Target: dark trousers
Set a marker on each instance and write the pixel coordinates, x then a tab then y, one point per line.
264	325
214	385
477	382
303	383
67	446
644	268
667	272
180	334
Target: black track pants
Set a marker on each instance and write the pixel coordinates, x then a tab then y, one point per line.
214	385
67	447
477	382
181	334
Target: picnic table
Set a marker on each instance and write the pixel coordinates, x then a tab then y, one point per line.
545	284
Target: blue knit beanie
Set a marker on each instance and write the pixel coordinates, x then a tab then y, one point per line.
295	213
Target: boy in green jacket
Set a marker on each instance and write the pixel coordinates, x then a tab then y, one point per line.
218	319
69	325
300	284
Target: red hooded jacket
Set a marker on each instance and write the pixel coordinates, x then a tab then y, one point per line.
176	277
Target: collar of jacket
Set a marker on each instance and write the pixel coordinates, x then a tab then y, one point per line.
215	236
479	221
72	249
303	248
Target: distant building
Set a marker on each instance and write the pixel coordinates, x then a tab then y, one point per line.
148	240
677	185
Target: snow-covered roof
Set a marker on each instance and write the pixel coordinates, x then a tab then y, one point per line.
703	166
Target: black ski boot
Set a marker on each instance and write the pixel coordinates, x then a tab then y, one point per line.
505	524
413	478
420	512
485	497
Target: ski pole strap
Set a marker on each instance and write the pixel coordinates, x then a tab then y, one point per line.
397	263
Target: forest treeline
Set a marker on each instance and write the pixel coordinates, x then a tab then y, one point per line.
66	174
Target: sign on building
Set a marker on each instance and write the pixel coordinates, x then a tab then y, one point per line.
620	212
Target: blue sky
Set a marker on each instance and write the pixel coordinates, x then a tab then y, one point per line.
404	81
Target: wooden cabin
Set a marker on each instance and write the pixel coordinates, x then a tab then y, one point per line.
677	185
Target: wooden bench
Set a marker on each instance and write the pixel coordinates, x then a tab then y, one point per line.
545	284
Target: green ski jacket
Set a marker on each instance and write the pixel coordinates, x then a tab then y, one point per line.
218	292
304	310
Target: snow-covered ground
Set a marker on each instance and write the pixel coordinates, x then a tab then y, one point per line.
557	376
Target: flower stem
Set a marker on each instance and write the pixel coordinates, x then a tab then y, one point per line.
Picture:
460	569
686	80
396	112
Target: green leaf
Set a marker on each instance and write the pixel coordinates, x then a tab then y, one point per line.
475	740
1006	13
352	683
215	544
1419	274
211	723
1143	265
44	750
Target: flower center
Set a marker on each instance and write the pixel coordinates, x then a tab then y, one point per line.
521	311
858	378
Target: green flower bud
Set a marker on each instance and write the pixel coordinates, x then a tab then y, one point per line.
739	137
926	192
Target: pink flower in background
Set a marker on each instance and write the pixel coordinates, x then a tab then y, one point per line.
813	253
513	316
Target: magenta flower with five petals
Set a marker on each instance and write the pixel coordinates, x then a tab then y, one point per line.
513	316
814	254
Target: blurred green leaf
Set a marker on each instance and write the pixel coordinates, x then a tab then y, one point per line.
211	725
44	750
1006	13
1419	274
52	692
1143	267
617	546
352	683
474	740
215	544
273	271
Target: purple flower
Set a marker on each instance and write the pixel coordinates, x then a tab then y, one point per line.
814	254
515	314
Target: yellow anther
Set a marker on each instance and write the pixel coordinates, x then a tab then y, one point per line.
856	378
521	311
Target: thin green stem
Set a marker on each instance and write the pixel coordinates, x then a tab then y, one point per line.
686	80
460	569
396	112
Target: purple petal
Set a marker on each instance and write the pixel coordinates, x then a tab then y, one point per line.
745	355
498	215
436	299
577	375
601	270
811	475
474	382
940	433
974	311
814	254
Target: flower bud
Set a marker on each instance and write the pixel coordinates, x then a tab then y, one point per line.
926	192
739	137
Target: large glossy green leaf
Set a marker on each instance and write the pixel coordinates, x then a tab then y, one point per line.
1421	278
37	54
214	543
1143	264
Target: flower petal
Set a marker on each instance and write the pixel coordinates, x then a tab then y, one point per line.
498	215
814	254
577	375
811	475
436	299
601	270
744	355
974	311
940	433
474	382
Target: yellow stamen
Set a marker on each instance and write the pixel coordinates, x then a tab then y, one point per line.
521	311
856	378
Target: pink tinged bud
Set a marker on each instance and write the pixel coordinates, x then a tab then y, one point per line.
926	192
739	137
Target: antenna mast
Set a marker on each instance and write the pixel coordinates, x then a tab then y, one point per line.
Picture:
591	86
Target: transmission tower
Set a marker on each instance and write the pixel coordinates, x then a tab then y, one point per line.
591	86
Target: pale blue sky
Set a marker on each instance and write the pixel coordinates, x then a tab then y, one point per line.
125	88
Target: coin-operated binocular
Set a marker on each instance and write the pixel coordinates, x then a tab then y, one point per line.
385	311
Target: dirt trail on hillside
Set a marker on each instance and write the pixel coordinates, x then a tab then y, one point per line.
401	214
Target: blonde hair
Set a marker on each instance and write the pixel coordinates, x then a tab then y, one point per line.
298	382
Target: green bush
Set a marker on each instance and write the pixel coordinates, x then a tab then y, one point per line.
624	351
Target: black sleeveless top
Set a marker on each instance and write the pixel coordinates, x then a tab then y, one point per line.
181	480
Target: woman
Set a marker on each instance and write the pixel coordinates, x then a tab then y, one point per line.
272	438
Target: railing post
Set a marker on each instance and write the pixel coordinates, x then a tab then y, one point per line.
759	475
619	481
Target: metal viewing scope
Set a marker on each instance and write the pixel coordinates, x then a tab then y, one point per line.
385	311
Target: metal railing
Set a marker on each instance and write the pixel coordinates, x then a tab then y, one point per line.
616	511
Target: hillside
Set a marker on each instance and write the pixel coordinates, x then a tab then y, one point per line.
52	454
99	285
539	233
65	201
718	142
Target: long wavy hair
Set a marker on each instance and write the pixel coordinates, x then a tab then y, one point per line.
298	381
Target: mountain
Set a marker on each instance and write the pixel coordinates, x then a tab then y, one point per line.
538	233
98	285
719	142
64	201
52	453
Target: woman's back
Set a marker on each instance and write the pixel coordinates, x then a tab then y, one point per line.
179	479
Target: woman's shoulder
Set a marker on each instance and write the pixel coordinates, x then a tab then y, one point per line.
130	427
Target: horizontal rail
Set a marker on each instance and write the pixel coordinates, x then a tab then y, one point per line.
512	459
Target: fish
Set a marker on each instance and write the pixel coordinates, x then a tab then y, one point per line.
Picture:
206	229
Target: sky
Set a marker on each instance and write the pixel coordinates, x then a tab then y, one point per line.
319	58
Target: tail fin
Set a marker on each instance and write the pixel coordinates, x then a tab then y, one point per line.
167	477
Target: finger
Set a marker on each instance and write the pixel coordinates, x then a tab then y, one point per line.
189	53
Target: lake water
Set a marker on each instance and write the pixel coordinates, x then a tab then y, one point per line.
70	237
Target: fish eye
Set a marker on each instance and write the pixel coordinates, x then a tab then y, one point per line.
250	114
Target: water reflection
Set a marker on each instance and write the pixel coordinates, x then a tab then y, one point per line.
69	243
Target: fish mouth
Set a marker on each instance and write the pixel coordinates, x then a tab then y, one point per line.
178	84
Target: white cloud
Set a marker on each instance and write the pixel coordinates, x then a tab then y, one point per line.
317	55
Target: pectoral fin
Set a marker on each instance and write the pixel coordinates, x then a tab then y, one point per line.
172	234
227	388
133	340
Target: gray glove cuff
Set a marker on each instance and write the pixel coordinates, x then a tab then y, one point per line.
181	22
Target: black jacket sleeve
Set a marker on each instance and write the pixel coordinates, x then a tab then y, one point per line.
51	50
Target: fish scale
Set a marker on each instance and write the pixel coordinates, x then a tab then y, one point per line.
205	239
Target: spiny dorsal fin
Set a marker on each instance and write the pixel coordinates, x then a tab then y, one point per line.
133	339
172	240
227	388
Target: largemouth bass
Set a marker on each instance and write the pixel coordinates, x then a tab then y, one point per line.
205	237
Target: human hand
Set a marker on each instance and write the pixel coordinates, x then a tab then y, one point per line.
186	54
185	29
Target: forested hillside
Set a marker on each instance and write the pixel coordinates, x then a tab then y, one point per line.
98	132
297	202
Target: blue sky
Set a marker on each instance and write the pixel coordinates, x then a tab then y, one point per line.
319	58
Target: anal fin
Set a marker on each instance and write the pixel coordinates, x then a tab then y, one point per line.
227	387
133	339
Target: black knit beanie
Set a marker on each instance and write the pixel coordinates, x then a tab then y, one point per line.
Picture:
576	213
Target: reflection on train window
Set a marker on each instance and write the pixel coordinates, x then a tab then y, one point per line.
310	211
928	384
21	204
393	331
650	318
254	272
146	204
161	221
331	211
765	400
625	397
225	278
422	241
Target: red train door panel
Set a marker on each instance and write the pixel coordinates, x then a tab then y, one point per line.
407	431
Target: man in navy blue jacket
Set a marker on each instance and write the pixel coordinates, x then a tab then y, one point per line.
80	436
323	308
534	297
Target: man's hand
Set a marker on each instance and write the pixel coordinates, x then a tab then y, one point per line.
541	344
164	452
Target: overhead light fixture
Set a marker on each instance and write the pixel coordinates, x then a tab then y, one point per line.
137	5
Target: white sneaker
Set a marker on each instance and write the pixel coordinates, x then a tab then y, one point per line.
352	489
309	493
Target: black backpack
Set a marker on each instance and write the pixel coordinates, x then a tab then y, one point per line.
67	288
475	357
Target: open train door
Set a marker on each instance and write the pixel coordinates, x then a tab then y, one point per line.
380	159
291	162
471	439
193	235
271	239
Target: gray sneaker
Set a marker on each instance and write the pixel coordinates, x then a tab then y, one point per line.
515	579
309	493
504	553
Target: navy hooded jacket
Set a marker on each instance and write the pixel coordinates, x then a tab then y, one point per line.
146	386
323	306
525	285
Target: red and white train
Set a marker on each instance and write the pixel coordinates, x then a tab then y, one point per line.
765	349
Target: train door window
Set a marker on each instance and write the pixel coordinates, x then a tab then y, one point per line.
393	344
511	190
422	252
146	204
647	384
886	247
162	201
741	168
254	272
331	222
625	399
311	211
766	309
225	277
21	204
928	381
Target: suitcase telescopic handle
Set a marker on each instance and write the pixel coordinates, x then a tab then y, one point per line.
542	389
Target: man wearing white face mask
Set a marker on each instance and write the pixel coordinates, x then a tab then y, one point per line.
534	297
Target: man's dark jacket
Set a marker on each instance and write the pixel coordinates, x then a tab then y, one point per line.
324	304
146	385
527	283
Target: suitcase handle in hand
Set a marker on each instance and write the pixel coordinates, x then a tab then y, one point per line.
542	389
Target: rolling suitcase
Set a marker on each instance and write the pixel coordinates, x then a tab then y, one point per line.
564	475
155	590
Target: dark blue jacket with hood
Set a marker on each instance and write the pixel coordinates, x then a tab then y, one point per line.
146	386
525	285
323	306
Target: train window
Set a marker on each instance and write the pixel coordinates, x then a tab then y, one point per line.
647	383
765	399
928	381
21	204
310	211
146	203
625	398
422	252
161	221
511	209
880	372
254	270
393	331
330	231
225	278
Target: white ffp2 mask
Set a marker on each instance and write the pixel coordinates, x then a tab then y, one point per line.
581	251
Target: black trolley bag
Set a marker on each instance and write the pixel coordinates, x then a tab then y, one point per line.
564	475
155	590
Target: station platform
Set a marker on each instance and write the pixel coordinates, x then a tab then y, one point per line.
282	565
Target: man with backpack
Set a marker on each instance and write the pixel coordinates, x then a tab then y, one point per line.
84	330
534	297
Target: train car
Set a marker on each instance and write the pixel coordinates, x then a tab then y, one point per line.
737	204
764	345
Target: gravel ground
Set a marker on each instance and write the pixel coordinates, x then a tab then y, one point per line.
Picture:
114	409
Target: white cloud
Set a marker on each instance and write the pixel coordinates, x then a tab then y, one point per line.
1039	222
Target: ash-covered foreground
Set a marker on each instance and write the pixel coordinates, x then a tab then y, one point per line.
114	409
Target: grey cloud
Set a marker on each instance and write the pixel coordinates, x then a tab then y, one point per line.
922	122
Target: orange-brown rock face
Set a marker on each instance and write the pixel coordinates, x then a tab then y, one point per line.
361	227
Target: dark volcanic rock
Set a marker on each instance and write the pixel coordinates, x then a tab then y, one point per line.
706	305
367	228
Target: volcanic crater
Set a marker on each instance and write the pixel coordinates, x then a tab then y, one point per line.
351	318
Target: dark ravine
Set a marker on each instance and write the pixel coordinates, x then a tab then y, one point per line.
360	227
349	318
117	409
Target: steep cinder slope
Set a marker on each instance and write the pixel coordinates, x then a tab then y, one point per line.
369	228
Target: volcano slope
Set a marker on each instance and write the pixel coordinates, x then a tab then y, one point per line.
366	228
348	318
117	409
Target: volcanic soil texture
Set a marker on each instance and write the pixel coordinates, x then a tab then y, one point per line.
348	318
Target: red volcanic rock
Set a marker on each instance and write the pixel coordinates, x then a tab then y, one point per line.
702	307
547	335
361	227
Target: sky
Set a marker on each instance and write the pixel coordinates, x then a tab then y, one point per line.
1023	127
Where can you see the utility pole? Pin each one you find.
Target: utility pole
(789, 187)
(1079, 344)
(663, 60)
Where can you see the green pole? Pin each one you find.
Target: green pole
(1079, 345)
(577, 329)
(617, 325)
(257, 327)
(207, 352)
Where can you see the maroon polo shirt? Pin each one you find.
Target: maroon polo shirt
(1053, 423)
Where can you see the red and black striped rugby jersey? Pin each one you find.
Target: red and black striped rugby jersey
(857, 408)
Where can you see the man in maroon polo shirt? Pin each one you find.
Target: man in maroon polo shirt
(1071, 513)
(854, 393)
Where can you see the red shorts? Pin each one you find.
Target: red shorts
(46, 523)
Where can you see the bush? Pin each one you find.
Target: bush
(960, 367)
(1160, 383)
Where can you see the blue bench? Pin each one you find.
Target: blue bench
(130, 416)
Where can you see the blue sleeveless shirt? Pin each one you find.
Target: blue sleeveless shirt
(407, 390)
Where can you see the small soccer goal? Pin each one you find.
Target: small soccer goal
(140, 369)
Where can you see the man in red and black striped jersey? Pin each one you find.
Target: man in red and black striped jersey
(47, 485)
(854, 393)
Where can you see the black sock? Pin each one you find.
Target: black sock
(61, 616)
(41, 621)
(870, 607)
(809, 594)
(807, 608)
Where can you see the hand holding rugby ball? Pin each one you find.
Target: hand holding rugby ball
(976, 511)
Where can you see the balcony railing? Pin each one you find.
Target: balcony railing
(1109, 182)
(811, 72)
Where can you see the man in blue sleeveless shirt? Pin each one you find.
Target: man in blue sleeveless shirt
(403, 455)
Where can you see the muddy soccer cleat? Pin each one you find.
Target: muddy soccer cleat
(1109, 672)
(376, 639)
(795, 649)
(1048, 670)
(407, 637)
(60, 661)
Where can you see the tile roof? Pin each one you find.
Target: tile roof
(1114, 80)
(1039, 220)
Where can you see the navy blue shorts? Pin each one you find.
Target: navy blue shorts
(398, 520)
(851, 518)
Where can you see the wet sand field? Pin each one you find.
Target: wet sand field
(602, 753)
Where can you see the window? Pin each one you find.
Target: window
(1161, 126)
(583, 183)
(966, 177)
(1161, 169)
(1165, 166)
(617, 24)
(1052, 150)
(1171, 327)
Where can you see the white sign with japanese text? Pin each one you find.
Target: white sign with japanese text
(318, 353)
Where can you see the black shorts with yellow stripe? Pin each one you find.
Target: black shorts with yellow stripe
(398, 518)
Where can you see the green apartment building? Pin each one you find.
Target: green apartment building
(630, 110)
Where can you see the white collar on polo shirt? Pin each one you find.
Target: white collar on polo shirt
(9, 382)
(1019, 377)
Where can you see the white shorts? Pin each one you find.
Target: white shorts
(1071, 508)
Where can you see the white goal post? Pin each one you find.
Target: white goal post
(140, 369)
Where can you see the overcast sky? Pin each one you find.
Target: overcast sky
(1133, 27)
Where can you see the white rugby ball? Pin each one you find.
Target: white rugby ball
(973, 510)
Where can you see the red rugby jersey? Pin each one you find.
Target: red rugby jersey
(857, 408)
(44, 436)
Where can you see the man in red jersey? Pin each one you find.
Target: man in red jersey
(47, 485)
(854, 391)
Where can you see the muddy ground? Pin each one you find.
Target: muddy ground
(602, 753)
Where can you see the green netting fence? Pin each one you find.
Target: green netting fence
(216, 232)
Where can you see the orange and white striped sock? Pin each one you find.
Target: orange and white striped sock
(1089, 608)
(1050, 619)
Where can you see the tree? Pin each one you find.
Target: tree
◇ ◇ ◇ ◇
• WHAT IS EXPECTED: Take from the listing every line in which the word "pink" appears.

• THE COMPLETED TASK:
Target: pink flower in background
Target: pink tinged bud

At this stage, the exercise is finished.